# Start of EXCERPT

SCHMEMANN: Thank you. Carla, do you see this as part of a narrative?
ROBBINS: I was thinking about that. And I know those speeches. Well, I’ll say this: That sort of consistent God reference, certainly in the Poland speech, which had a certain blood-and-soil content to it, you know, he’s sort of out and about in the international. I don’t see sort of a—I will defer to Stewart, who understands doctrine better than I do, but I don’t see this as—I don’t see it as either an evolving explanation here or either substantive policy. I mean, he has a vision of the world, certainly, and it is one that is very inward-looking and it is one that is laden with fear.
When he talks about things going to hell, when he was in Poland and he talked about the threats that came from the south and from the east, and the threats posed by refugees and terrorism and all of that, those, in many ways, were—the Poland speech was a much more fear-laden speech than this speech, in many ways a darker speech than this speech. This speech was a dark speech, but maybe I’m just proof to it because I’ve heard that before.

# End of EXCERPT

▸ **TO BE DONE**
1/ In the panel transcript, which speech does Robbins describe as more fear-laden than this speech?
2/ Continue the panel transcript from its final sentence, keeping Robbins's voice.

# Start of ENTRIES SUPPLIED

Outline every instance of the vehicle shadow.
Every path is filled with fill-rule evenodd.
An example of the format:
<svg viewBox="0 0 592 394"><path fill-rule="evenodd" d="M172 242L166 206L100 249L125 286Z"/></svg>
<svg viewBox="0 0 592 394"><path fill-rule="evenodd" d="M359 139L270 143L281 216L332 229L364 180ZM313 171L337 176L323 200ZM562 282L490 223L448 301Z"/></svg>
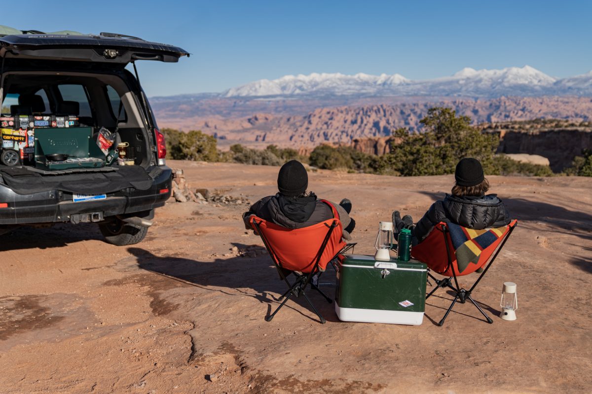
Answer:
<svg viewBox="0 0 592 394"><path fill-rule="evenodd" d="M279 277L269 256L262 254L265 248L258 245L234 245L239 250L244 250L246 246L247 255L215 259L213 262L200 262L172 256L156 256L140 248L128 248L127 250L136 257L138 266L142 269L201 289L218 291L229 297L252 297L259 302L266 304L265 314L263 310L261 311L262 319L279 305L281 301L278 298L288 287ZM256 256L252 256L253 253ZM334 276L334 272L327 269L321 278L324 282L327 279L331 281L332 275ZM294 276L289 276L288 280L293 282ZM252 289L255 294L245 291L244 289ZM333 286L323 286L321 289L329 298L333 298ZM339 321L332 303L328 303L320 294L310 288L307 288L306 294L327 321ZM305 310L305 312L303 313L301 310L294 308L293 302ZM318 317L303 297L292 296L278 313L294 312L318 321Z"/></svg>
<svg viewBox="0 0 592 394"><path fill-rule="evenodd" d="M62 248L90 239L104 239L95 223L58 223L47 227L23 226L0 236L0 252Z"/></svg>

# End of ENTRIES SUPPLIED
# Start of ENTRIES SUPPLIED

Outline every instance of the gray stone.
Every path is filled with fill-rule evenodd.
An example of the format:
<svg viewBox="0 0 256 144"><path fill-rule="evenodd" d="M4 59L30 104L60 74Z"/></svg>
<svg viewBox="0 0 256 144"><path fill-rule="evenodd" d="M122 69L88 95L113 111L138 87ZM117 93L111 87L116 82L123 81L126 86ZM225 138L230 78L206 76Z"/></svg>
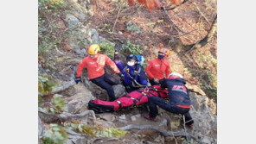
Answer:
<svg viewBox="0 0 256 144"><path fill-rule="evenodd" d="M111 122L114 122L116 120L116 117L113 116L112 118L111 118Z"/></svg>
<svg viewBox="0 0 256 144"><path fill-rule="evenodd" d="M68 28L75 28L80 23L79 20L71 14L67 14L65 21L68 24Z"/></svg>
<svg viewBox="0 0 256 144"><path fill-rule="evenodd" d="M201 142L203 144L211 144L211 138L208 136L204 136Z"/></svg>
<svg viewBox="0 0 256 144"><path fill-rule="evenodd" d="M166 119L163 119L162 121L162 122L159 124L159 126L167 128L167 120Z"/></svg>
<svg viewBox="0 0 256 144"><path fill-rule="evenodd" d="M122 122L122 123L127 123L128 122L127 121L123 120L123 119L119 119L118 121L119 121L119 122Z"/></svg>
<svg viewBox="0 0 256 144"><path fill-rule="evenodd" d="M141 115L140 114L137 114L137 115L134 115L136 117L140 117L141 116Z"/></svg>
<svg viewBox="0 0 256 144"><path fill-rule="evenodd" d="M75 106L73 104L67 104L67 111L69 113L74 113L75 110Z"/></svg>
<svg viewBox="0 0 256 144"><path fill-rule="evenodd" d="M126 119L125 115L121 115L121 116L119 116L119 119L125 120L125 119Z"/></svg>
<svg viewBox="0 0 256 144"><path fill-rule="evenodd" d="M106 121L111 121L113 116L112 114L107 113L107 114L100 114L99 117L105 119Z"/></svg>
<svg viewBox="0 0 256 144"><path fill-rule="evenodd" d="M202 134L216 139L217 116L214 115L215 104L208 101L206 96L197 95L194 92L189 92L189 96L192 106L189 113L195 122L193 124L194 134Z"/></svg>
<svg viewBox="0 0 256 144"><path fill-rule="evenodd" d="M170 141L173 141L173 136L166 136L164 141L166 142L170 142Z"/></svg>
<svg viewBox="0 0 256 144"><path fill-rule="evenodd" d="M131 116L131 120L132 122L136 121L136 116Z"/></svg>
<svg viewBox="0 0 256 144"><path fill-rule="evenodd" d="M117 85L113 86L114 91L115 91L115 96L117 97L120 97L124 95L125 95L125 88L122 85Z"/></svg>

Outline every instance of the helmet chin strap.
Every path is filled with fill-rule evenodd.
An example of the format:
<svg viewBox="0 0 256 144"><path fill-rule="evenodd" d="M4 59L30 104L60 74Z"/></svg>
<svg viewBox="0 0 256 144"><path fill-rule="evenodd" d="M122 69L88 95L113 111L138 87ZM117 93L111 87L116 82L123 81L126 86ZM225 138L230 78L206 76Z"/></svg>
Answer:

# End of ENTRIES SUPPLIED
# Start of ENTRIES SUPPLIED

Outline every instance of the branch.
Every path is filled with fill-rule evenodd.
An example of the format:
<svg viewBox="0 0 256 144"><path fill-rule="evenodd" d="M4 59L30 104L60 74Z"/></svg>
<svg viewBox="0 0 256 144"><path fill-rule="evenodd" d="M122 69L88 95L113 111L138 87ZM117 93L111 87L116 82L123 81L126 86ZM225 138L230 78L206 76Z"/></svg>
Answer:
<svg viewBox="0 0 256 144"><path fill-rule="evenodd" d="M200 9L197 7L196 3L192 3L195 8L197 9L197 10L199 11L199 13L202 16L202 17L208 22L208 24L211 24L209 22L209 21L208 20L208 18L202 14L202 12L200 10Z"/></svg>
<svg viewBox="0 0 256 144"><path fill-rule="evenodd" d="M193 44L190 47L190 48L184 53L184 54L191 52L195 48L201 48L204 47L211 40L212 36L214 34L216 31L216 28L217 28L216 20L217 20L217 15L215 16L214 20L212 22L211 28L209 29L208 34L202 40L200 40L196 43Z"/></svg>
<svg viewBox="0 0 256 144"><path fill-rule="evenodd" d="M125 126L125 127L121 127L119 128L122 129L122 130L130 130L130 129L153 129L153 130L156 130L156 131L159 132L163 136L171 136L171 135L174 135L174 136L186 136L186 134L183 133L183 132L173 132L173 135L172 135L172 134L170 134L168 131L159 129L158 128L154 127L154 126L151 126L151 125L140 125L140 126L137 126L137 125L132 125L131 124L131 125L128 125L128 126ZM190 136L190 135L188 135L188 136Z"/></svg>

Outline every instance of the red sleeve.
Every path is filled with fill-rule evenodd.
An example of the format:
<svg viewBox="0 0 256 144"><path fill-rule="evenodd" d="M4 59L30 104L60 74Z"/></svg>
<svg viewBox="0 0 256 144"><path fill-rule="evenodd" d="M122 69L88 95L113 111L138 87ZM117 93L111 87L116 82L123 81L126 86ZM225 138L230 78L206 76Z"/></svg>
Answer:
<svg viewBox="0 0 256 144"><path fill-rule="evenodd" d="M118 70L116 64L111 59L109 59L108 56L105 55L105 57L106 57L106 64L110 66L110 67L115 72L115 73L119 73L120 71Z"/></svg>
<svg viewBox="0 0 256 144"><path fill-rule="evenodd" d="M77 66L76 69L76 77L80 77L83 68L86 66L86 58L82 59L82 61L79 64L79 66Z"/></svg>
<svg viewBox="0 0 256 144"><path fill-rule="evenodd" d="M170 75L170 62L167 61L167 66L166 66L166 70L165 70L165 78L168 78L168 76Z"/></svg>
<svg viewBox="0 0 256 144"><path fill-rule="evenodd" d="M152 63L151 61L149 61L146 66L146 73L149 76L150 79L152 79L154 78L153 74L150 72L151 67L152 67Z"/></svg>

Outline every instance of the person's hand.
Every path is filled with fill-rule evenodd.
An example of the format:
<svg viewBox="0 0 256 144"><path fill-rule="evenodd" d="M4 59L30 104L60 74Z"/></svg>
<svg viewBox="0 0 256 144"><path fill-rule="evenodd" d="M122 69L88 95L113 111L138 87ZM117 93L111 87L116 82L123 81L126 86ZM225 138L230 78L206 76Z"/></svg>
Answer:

# End of ENTRIES SUPPLIED

▸ **ANSWERS FOR THIS EXERCISE**
1/ The Poland speech.

2/
There were things in the speech that, as Stewart said, that sort of seemed more—in some ways more inclusive than those. I’m not saying it’s an inclusive speech, but I’m not arguing evolution; I’m just arguing that they’re trying—they’re trying to basically sort of justify campaign positions and fill it in with sort of what’s situational. So I don’t see any transcendent doctrine.
You know, a few points that I think are worth considering are what wasn’t in the speech that will be relevant to the times. There was no mention of climate, barely any—no mention at all of Russian meddling; barely any mention of human rights. I mean, he talked about the terrible things that are happening in Venezuela and then blamed it on socialism rather than (laa dictatorship. I mean, it was sort of like going back to the 1960s. You know, he—you know, these are things that a president—you know, those of us who covered UNGA over the years, you expect the president to go out there. He talked about migration and he didn’t talk about the Rohingya. I mean, these are these terrible human tragedies that are going on out there, things that should be on the top of a president’s rallying the international action.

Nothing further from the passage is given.